Reproduce everything in the passage on extreme weather and climate change from "Ahmed, Nafeez. 2017." down to "world (Stott 2016).", word for word.

● **Page**:
>>>

Ahmed, Nafeez. 2017. Failing States, Collapsing Systems BioPhysical Triggers of Political Violence. Springer.
“The last half century has seen a dramatic increase in the frequency and severity of extreme weather events in the form of droughts, wildfires, extreme rainfall, floods, hurricanes and tornadoes. The Met Office concludes that despite scientists’ reluctance to attribute specific extreme weather events to human-induced climate change, there is now no longer any doubt that climate change is making extreme weather increasingly likely all over the world (Stott 2016).
By far the most disturbing study led by the University of Hawaii argued that the pattern of escalating intensity and frequency indicates that anthropogenic climate change is rapidly pushing the climate system into a ‘new normal’, that breaks fundamentally with the preceding 150 years. The paper came up with the concept of “climate departure” to explain its prediction that in coming decades, the trajectory of escalating extreme weather signals that the climate is destined to ‘depart’ from the historical norm of weather as we have known it. On a business-as-usual trajectory, the initial locus of this “climate departure” will occur within the next decade in the tropics—that is, a vast region encompassing parts of the Middle East, Central Asia, South Asia and Africa. On a global scale, “climate departure”—the entry into a ‘new normal’ of extreme weather—will hit around 2047. Even under stringent carbon emission mitigation scenarios, this tendency to “climate departure” will not be halted—only postponed a few more decades, to around 2069 (Mora et al. 2013).

<<<

● **Supplied entries**:

>>>

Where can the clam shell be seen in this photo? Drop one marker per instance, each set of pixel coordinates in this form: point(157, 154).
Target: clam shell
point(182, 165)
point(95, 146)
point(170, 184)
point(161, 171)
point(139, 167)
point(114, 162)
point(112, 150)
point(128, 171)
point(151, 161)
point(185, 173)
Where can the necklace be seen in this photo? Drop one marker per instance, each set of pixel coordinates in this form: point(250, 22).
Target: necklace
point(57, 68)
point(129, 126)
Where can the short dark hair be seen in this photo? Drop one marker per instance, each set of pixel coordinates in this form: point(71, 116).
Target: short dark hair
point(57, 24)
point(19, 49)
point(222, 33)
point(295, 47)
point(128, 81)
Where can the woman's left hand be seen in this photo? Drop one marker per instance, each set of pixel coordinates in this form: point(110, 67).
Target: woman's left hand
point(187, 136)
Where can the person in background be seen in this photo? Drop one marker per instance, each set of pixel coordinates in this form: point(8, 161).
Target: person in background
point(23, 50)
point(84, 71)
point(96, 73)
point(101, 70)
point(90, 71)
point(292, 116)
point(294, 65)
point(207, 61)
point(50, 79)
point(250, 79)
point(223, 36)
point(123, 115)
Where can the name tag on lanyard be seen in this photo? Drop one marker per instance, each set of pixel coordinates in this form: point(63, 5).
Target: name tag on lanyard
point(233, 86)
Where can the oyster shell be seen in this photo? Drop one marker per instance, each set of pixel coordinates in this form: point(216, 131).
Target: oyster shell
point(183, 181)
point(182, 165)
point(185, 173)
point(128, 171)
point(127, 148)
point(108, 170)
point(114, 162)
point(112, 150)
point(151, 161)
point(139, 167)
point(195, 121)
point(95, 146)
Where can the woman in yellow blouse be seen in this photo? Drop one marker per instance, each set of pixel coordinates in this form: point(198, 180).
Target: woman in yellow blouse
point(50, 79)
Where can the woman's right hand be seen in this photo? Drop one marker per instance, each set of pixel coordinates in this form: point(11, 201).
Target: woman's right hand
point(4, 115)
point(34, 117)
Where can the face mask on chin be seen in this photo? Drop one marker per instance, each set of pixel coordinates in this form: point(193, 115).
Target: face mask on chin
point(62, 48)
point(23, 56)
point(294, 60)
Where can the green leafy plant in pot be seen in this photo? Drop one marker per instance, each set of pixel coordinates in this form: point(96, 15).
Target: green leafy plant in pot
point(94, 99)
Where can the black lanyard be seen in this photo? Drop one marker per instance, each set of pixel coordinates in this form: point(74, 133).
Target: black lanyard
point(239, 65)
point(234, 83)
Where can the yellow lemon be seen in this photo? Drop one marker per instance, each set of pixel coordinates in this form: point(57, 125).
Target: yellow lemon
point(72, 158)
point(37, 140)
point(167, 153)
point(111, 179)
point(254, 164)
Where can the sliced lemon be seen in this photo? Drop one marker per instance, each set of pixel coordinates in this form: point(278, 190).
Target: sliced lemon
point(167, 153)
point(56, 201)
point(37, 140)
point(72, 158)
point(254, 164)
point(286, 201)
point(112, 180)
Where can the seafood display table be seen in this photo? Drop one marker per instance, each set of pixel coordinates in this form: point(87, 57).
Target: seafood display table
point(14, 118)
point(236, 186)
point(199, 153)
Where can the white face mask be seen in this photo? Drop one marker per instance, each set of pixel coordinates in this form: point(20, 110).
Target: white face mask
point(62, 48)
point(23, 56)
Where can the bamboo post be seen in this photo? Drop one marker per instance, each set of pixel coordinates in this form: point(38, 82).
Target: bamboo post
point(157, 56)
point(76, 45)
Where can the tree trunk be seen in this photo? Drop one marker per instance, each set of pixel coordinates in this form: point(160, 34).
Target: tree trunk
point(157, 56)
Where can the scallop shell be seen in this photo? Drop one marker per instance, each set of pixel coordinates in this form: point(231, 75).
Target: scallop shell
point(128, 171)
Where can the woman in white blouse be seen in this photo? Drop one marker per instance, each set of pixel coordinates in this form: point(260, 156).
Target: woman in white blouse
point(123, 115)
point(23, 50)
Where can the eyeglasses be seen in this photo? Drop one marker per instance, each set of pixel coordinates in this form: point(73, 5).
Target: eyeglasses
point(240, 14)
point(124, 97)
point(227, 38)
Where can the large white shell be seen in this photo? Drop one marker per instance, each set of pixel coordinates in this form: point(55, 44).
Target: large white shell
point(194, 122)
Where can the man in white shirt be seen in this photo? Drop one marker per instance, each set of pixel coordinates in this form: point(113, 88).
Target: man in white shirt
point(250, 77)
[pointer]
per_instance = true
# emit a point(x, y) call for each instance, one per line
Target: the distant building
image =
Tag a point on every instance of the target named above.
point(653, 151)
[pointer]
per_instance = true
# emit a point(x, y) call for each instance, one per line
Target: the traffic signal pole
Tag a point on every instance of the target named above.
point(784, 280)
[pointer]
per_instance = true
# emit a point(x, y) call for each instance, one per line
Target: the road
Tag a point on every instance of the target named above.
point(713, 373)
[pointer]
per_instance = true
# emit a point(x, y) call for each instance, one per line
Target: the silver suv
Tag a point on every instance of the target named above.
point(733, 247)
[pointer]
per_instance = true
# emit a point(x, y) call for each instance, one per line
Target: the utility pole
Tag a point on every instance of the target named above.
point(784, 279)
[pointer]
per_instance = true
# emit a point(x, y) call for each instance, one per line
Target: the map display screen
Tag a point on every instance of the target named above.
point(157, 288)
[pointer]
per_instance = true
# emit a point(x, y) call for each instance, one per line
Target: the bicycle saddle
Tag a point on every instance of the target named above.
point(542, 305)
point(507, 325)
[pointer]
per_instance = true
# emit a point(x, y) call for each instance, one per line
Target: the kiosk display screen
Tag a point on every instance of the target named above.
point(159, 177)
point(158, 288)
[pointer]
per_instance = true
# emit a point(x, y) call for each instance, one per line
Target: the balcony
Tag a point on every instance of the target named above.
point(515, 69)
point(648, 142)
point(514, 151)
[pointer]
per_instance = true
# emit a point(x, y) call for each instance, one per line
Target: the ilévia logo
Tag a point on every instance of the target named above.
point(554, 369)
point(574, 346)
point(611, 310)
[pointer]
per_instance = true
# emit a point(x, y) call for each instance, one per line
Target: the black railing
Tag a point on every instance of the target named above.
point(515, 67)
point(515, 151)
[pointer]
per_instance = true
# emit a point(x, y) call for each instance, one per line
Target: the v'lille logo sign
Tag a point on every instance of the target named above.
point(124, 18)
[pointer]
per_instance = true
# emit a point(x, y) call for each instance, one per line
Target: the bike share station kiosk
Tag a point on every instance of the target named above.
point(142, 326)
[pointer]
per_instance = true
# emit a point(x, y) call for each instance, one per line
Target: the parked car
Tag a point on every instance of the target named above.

<<<

● **Expected answer**:
Ahmed, Nafeez. 2017. Failing States, Collapsing Systems BioPhysical Triggers of Political Violence. Springer.
“The last half century has seen a dramatic increase in the frequency and severity of extreme weather events in the form of droughts, wildfires, extreme rainfall, floods, hurricanes and tornadoes. The Met Office concludes that despite scientists’ reluctance to attribute specific extreme weather events to human-induced climate change, there is now no longer any doubt that climate change is making extreme weather increasingly likely all over the world (Stott 2016).